■ Working data ■
▽
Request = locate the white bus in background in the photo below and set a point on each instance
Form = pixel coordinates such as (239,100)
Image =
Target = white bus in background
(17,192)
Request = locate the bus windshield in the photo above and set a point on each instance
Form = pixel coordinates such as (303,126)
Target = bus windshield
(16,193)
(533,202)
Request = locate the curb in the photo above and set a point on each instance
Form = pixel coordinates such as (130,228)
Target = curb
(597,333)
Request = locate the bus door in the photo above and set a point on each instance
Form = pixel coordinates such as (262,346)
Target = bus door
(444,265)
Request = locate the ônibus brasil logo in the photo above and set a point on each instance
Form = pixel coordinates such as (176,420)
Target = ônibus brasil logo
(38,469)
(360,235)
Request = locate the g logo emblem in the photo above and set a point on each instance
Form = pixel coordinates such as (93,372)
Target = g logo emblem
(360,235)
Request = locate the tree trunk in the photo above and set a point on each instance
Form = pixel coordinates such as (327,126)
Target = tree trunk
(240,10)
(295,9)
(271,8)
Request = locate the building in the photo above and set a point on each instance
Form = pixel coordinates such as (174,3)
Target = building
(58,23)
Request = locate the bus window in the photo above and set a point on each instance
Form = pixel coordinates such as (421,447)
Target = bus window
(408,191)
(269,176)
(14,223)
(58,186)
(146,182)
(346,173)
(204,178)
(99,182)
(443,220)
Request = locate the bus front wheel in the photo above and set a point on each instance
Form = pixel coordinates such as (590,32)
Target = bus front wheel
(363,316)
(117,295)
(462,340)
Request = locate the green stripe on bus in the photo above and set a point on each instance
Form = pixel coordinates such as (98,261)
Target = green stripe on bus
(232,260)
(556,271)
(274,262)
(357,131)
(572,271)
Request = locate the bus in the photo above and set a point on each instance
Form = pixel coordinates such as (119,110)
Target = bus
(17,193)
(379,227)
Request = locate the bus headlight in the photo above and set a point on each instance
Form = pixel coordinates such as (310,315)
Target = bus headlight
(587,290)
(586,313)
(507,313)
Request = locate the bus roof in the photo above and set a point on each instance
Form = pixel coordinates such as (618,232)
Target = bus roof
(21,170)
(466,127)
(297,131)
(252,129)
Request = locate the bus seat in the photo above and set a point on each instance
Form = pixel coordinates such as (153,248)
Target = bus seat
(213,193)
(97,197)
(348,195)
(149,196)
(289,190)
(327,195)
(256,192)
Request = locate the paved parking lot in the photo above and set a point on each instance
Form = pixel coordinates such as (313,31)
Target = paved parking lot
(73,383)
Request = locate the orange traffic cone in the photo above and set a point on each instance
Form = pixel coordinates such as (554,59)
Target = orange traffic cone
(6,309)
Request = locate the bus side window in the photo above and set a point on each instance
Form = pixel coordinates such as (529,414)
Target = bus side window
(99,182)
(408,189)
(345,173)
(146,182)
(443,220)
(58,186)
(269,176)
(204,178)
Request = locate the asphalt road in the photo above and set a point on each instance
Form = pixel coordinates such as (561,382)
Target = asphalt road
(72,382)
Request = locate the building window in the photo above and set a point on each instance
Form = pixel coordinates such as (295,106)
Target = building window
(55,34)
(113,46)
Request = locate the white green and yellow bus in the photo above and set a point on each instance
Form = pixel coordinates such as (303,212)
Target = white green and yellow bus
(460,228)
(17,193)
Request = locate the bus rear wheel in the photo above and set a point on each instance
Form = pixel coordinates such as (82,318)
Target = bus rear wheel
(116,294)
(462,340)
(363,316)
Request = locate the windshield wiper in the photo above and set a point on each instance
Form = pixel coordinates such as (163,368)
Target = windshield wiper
△
Rewrite the lines from the one containing "Request = locate the white green" through the last line, changing "set a point" to "place a dot" and keeping everything else the same.

■ Written answer ■
Request = locate the white green and yellow bus in the photo above and place a dot on each instance
Form = pixel coordinates such as (303,212)
Target = white green and yellow bus
(460,228)
(17,193)
Request = locate the bus rear wheel in the photo above and place a dot on each instance
Form = pixel coordinates such as (82,318)
Target = bus rear wheel
(116,294)
(462,340)
(363,316)
Request = locate the windshield wiper in the photo above and place a dot on each instance
Form = pixel coordinates such as (163,368)
Target = windshield wiper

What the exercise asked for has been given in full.